Exercise requirements: How many of the lines below contain the string "sweater", with case counting? Reply with the number alone.

Provided records:
+ + + + +

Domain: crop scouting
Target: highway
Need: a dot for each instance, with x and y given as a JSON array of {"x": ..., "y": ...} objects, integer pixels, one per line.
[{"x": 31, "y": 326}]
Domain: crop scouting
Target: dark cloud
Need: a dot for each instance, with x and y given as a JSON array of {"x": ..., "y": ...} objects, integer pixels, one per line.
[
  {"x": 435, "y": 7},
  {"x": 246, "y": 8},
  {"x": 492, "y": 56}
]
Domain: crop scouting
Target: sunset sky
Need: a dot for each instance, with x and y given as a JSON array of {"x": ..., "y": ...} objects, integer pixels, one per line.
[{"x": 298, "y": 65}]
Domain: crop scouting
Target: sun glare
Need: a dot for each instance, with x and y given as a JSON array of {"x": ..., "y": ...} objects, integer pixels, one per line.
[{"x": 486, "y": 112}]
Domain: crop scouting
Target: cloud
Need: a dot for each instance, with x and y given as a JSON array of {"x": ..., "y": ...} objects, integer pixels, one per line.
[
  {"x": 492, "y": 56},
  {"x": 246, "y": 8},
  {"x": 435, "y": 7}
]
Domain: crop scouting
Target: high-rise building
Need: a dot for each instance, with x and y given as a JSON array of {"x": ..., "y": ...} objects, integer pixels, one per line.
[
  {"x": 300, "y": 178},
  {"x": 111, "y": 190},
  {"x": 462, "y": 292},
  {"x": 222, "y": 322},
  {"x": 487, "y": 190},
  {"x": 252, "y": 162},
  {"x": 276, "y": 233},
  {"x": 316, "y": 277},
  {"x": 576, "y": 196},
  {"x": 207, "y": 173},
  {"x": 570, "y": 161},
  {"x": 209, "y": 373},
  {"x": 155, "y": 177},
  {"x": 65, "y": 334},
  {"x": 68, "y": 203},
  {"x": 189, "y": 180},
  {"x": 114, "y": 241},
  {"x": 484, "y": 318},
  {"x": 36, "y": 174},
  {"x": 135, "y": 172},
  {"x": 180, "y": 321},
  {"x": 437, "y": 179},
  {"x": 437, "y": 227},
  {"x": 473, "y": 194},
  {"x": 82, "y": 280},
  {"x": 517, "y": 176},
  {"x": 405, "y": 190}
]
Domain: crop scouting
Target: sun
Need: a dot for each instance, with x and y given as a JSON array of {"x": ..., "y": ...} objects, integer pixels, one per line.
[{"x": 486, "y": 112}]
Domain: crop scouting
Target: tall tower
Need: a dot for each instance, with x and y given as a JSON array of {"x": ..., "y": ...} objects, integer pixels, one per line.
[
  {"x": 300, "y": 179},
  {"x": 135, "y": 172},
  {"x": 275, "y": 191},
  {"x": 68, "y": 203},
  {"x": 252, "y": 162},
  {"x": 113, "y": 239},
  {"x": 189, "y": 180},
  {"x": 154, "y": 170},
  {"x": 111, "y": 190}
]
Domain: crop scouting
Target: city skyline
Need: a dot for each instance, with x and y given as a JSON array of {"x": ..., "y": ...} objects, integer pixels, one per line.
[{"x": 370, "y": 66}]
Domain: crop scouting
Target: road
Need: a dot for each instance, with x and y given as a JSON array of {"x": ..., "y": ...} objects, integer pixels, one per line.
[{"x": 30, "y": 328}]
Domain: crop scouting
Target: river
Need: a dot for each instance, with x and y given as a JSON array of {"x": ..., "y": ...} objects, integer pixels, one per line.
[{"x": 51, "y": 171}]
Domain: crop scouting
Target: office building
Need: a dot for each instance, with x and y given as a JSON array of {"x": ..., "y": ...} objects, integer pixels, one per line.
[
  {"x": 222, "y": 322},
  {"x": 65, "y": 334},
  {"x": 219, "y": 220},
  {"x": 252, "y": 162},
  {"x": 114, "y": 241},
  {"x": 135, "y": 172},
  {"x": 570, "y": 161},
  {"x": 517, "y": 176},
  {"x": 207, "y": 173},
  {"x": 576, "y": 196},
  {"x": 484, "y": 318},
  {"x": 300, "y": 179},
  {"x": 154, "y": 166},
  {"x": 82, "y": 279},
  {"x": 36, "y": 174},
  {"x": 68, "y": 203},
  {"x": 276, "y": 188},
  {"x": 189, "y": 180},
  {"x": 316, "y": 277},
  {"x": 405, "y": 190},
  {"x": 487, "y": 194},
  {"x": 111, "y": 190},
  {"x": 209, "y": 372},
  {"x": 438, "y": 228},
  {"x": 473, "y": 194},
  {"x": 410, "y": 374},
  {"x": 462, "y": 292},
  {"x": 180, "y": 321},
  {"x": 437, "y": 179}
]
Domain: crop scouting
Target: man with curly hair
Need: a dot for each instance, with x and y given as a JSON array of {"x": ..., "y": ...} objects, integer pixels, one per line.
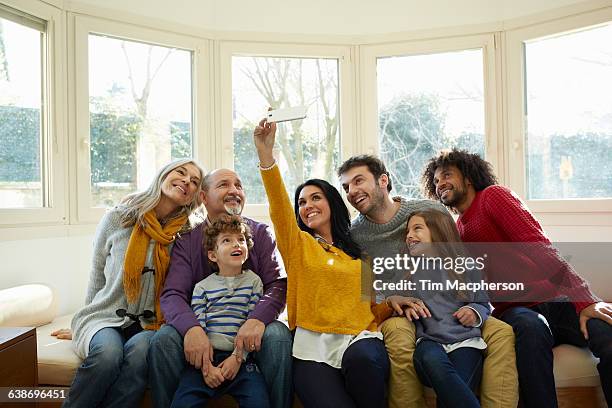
[
  {"x": 488, "y": 213},
  {"x": 380, "y": 230}
]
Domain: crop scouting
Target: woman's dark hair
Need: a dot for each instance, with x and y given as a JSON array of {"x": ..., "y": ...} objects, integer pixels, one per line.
[
  {"x": 471, "y": 166},
  {"x": 340, "y": 218}
]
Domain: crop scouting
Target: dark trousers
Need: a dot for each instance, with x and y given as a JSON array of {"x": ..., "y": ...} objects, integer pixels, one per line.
[
  {"x": 538, "y": 329},
  {"x": 454, "y": 376},
  {"x": 359, "y": 383},
  {"x": 248, "y": 387}
]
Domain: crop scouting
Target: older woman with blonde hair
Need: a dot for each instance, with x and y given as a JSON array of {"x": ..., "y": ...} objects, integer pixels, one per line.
[{"x": 130, "y": 260}]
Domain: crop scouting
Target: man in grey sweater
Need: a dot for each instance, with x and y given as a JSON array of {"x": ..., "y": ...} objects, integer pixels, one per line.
[{"x": 380, "y": 230}]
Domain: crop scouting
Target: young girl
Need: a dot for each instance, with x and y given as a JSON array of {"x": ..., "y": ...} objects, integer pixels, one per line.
[{"x": 448, "y": 355}]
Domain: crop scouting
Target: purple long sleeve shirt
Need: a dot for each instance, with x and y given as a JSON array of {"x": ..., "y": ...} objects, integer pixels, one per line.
[{"x": 189, "y": 265}]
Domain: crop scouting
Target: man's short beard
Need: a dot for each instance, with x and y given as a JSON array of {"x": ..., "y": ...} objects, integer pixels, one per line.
[{"x": 233, "y": 210}]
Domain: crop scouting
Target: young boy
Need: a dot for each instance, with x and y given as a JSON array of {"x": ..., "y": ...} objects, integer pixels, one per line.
[{"x": 222, "y": 302}]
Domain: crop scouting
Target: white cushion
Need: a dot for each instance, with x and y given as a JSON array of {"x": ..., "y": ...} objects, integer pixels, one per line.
[
  {"x": 57, "y": 361},
  {"x": 27, "y": 305}
]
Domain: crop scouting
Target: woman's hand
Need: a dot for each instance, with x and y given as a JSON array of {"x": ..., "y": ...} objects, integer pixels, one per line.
[
  {"x": 62, "y": 334},
  {"x": 408, "y": 306},
  {"x": 264, "y": 136},
  {"x": 466, "y": 316},
  {"x": 230, "y": 366},
  {"x": 214, "y": 377}
]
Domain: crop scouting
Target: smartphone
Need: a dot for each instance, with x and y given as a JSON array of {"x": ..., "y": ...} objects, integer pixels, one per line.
[{"x": 286, "y": 114}]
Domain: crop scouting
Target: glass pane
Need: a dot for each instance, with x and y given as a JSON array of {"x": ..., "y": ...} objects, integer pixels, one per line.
[
  {"x": 20, "y": 116},
  {"x": 569, "y": 115},
  {"x": 140, "y": 114},
  {"x": 424, "y": 106},
  {"x": 308, "y": 148}
]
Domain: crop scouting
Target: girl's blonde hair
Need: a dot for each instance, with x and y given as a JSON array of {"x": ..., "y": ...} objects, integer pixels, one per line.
[
  {"x": 443, "y": 230},
  {"x": 134, "y": 206},
  {"x": 445, "y": 236}
]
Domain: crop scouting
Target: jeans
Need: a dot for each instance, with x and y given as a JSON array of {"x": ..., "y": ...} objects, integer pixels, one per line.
[
  {"x": 454, "y": 376},
  {"x": 360, "y": 382},
  {"x": 114, "y": 374},
  {"x": 248, "y": 387},
  {"x": 167, "y": 361},
  {"x": 538, "y": 329}
]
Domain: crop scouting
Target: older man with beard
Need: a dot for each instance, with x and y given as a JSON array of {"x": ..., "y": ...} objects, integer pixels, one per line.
[{"x": 182, "y": 340}]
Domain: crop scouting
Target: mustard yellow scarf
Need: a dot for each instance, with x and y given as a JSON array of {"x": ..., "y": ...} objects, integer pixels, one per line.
[{"x": 136, "y": 254}]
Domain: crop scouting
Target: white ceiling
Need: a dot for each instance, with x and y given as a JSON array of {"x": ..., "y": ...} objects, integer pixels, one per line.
[{"x": 338, "y": 17}]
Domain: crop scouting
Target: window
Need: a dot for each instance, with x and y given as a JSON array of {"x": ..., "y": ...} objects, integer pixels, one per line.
[
  {"x": 139, "y": 114},
  {"x": 427, "y": 103},
  {"x": 22, "y": 111},
  {"x": 308, "y": 148},
  {"x": 568, "y": 103}
]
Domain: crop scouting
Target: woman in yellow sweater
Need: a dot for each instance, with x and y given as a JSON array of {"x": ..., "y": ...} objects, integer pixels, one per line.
[{"x": 339, "y": 356}]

+ + + + +

Complete output: 2